**WHAT NEEDS TO BE DONE:** Please give the listing again, word for word, with nothing left out.

- - - -

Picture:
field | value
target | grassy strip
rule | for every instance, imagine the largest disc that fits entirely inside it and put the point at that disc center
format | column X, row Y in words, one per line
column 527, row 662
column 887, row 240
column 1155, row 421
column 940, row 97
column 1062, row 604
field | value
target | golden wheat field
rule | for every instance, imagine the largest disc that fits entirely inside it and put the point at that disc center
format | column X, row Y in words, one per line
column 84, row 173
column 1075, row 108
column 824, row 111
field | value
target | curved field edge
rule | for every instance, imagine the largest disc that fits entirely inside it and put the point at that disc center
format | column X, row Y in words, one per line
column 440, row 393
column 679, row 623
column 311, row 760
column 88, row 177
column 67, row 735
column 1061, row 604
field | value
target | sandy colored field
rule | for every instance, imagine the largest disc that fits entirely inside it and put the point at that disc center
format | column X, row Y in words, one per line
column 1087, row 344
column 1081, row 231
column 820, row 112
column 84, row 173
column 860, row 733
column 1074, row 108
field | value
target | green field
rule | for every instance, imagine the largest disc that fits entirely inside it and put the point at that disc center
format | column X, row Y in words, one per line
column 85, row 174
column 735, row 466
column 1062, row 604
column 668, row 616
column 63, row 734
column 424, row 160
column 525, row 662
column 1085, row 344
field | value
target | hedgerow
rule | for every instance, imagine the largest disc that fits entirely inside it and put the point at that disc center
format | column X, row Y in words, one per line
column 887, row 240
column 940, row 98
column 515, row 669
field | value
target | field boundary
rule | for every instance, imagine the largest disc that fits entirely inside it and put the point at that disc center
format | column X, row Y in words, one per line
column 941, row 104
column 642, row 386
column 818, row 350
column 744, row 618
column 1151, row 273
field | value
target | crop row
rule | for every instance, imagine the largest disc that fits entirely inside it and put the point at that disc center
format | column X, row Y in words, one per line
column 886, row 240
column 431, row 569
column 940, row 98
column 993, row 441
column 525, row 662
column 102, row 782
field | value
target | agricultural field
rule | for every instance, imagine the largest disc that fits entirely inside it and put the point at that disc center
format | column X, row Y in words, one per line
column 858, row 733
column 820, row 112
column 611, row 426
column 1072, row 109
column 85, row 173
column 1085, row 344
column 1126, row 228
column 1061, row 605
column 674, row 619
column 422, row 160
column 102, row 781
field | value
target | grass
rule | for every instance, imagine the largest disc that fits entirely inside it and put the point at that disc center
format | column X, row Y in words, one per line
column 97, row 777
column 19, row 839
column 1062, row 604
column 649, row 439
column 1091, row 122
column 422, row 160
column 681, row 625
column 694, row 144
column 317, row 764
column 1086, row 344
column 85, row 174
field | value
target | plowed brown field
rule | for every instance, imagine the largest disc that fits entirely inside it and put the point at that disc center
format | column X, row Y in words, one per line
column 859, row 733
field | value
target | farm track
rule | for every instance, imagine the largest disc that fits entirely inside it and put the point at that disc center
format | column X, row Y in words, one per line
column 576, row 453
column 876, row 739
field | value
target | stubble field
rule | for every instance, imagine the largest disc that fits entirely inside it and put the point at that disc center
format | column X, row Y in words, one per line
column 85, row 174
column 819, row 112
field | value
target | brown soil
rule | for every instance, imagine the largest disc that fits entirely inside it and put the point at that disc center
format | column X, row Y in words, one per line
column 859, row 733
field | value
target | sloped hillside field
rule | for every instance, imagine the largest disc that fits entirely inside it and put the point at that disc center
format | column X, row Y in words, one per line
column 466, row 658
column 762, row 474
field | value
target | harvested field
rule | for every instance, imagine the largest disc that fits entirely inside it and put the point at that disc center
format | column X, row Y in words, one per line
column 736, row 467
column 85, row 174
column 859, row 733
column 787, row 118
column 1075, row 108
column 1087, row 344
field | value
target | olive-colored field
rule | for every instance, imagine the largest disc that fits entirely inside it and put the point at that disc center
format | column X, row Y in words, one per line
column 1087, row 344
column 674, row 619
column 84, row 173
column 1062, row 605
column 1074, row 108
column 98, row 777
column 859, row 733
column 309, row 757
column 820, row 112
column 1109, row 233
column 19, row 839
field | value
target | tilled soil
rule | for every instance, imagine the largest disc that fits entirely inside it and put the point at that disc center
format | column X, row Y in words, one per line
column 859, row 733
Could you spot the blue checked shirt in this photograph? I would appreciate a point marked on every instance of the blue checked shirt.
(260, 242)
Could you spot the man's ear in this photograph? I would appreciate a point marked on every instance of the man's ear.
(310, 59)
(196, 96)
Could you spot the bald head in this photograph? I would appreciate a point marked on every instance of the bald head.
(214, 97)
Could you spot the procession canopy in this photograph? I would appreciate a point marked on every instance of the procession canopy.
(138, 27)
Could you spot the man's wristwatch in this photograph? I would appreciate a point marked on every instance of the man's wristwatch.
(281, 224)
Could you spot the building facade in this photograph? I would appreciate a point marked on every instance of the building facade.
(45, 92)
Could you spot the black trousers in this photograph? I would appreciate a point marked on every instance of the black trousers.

- - - -

**WRITTEN ANSWER:**
Picture:
field | value
target | grassy strip
rule | for every instance, imagine the largest disc that fits entirely inside it and put the point at that disc center
format | column X, row Y in words, one per line
column 527, row 662
column 887, row 240
column 1155, row 421
column 940, row 97
column 1062, row 604
field | value
target | golden wheat field
rule | for every instance, imagine the largest disc that fits entirely inside it and put the point at that disc center
format | column X, row Y in words, one per line
column 84, row 173
column 1075, row 108
column 824, row 111
field | value
target | curved field edge
rule | for every instance, imagine the largest disc that fits entirely inside it and put the point at that disc center
format | column X, row Y in words, one per line
column 440, row 393
column 679, row 623
column 311, row 760
column 88, row 177
column 67, row 735
column 1061, row 604
field | value
target | sandy colored field
rule | for every instance, imagine the largest disc that fits entirely inside it and put the point at that disc center
format | column X, row Y in words, one per line
column 1087, row 344
column 1081, row 231
column 820, row 112
column 84, row 173
column 860, row 733
column 1074, row 108
field | value
target | green field
rule | for every instance, imagine the largest disc that fits entirely inside it and put the point at that disc center
format | column X, row Y in words, one per line
column 85, row 174
column 735, row 466
column 1062, row 604
column 668, row 616
column 63, row 734
column 424, row 160
column 525, row 662
column 1085, row 344
field | value
target | hedgerow
rule | for every instance, imagine the largest disc that fits entirely inside it and put the point at that disc center
format | column X, row Y in words, one per line
column 887, row 240
column 940, row 98
column 515, row 669
field | value
target | field boundary
rule | for every instance, imagine the largest disc that fits entirely inside it and put the point at that disc center
format | column X, row Y in words, one per line
column 941, row 104
column 642, row 386
column 818, row 350
column 744, row 618
column 1151, row 273
field | value
target | crop row
rule | for every instance, imagine the largest disc that fits entirely inside it and put the point at that disc center
format | column X, row Y in words, one per line
column 886, row 240
column 431, row 569
column 940, row 98
column 993, row 441
column 525, row 662
column 102, row 782
field | value
target | agricultural field
rule | for every instance, imagine the largest disc that fits entirely inside it and put the point at that disc center
format | column X, row Y in words, one per line
column 858, row 733
column 820, row 112
column 611, row 426
column 1072, row 109
column 85, row 173
column 1085, row 344
column 1126, row 228
column 1061, row 605
column 674, row 619
column 422, row 160
column 102, row 781
field | value
target | grass
rule | for every instance, imagine the largest disc that fits entirely inside it and put the point at that disc center
format | column X, row Y in words, one per line
column 97, row 777
column 19, row 839
column 1062, row 604
column 649, row 439
column 1091, row 122
column 422, row 160
column 681, row 625
column 694, row 144
column 317, row 764
column 1086, row 344
column 85, row 174
field | value
target | plowed brown field
rule | for every instance, imagine the largest disc that fits entirely inside it and put the point at that disc center
format | column X, row Y in words, one per line
column 859, row 733
field | value
target | farm track
rule | for every instance, imagine the largest disc that fits entirely inside it and put the point at that disc center
format | column X, row Y in words, one per line
column 576, row 453
column 876, row 739
field | value
target | stubble field
rule | for every instance, imagine the largest disc that fits entirely inside it and put the point at that disc center
format | column X, row Y in words, one per line
column 85, row 174
column 819, row 112
field | value
target | brown soil
rule | for every instance, imagine the largest disc that fits entirely inside it and put the point at that disc center
format | column X, row Y in words, one per line
column 859, row 733
field | value
target | sloped hillside field
rule | for every instance, imagine the largest disc that fits entirely inside it and put the point at that disc center
format | column X, row Y in words, one per line
column 466, row 658
column 762, row 474
field | value
target | harvested field
rule | for every instance, imagine the largest disc that fits entirely inside it and put the point at that disc center
format | column X, row Y in words, one per line
column 736, row 467
column 85, row 174
column 859, row 733
column 787, row 118
column 1075, row 108
column 1087, row 344
field | value
target | olive-colored field
rule | for every instance, imagine the largest disc that fits entirely inside it and put the point at that disc center
format | column X, row Y in words, one per line
column 1087, row 344
column 674, row 619
column 84, row 173
column 1062, row 605
column 1074, row 108
column 98, row 777
column 859, row 733
column 309, row 757
column 820, row 112
column 1109, row 233
column 19, row 839
field | value
target | tilled soil
rule | for every instance, imagine the largest disc that fits entirely inside it and put the point at that disc center
format | column X, row Y in words, one per line
column 859, row 733
Could you spot the blue checked shirt in this photograph? I would appreciate a point marked on every instance of the blue checked shirt.
(260, 242)
Could you spot the man's ear in this photograph? I would appreciate a point marked on every instance of the man's ear.
(310, 59)
(196, 96)
Could you spot the bald head in this photograph? I would appreciate a point marked on every instance of the bald head.
(214, 97)
Could you spot the procession canopy in this photograph? I would appreciate a point marked on every instance of the procession canopy.
(138, 27)
Could you spot the man's wristwatch in this photograph? I would appreciate a point marked on every instance of the man's wristwatch.
(281, 224)
Could you spot the building facade in this photograph? I would appreciate a point marked on every instance of the building facade.
(45, 92)
Could you spot the black trousers in this photograph? I would appreciate a point marked on every instance of the black trousers.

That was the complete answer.